Locate each line in the data below that contains the string "chain", and copy those lines out. Treat uppercase and lowercase letters as different when matching.

(Rows from a box-labeling dataset)
════════

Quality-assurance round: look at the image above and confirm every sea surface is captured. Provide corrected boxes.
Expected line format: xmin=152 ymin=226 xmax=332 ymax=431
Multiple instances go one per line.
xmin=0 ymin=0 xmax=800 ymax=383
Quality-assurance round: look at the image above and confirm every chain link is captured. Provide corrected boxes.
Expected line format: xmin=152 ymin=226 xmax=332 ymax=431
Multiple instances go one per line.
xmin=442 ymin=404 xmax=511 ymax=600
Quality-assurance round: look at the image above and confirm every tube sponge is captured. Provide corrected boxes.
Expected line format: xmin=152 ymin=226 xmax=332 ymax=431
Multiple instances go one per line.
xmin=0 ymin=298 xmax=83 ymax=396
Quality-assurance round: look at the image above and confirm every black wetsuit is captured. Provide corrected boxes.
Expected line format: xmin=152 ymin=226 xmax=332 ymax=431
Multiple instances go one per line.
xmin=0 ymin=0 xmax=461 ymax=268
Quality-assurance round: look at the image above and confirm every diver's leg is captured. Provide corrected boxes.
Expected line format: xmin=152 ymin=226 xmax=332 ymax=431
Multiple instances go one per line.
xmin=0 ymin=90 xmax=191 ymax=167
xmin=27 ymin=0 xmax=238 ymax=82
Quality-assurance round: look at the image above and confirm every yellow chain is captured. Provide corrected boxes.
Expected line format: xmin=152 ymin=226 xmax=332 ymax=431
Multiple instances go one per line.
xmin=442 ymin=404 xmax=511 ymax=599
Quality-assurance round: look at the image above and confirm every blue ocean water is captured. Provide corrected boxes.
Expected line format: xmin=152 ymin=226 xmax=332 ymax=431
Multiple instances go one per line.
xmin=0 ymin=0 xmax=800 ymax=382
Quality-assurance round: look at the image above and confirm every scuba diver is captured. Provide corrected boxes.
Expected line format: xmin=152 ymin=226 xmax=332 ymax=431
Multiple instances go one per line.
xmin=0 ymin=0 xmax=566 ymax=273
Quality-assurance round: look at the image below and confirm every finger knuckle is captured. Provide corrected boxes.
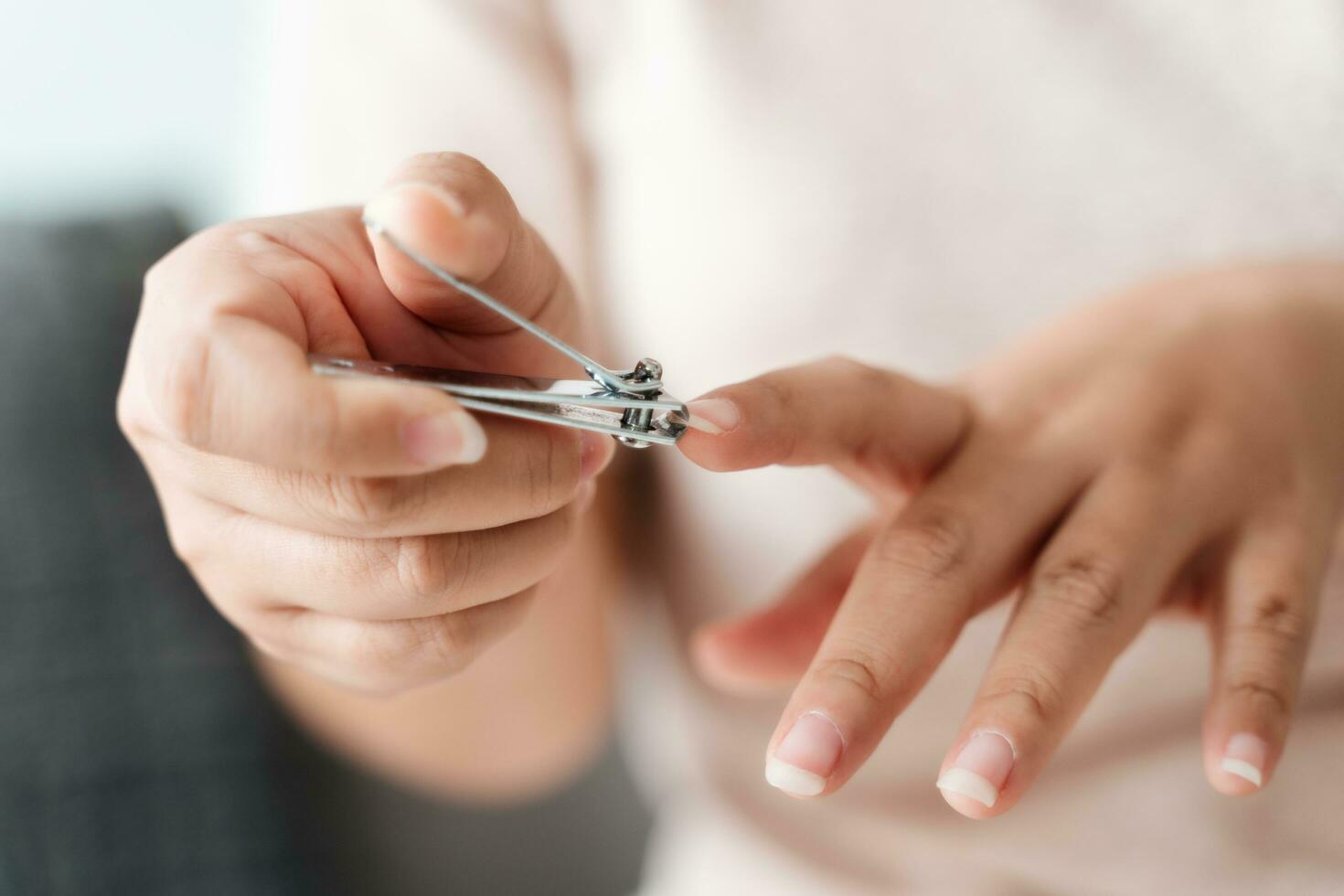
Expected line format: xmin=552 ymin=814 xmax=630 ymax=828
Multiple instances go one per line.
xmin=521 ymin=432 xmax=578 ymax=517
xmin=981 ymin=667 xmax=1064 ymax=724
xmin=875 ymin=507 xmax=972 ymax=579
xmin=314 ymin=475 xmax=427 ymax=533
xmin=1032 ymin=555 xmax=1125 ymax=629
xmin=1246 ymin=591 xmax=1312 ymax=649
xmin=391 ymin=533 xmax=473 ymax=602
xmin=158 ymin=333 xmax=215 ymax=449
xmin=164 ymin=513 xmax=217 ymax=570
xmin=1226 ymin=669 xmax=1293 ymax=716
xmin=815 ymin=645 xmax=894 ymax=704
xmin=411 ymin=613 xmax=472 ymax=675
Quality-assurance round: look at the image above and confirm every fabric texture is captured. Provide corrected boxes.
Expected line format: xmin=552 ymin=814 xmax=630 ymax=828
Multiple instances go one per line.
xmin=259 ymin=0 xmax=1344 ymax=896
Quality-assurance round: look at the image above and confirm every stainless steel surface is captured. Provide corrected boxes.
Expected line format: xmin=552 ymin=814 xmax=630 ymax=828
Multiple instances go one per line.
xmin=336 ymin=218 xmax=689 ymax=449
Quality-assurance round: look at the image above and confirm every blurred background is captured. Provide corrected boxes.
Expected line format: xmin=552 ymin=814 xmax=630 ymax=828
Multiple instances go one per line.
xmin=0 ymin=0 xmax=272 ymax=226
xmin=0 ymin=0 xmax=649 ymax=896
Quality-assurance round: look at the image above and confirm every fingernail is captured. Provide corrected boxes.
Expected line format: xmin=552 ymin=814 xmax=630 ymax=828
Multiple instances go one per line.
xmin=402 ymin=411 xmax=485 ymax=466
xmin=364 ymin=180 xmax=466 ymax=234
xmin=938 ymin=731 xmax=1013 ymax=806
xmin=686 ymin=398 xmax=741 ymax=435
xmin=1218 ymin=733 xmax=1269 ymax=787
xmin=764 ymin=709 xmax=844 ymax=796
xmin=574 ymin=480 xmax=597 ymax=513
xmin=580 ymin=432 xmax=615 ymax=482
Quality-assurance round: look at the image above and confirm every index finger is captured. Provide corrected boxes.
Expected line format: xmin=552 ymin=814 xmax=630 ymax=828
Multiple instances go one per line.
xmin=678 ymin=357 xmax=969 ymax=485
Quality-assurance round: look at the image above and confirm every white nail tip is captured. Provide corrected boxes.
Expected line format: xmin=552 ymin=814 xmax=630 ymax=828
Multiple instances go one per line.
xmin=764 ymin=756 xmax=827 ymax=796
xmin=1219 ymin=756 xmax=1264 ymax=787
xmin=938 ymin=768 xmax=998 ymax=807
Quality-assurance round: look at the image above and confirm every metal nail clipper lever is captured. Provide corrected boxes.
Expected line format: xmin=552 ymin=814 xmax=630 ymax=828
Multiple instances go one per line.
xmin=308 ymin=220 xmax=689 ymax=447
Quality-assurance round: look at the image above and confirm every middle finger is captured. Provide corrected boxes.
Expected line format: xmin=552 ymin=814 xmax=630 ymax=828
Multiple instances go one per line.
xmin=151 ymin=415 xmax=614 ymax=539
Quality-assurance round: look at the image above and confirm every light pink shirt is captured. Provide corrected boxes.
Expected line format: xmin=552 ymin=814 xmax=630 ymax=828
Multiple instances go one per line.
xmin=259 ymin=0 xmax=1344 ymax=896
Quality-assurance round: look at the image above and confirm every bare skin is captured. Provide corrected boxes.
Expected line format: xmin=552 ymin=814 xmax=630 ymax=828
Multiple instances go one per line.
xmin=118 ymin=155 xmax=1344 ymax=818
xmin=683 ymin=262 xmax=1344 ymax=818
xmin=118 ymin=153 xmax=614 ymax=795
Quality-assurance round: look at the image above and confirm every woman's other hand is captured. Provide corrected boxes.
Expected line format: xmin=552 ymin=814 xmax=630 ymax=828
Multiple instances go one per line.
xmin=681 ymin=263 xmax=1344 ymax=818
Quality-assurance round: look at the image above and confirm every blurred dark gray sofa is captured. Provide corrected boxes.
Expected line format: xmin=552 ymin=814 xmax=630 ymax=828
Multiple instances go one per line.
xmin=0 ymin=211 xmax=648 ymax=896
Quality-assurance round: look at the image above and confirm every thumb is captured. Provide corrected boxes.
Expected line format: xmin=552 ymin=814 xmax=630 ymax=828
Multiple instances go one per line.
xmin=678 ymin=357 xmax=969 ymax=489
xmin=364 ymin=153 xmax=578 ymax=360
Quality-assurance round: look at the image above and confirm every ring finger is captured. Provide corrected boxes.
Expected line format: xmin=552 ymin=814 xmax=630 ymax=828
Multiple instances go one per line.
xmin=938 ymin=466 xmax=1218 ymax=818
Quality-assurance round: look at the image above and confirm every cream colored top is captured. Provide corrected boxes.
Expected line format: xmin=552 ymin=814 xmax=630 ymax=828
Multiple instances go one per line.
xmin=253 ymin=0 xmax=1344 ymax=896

════════

§ Full response:
Quality-assurance round: look at the image above and confirm every chain link is captured. Provide corrected boxes.
Quality-assurance round: look at the image above and confirm every yellow chain is captured. Provide corrected boxes.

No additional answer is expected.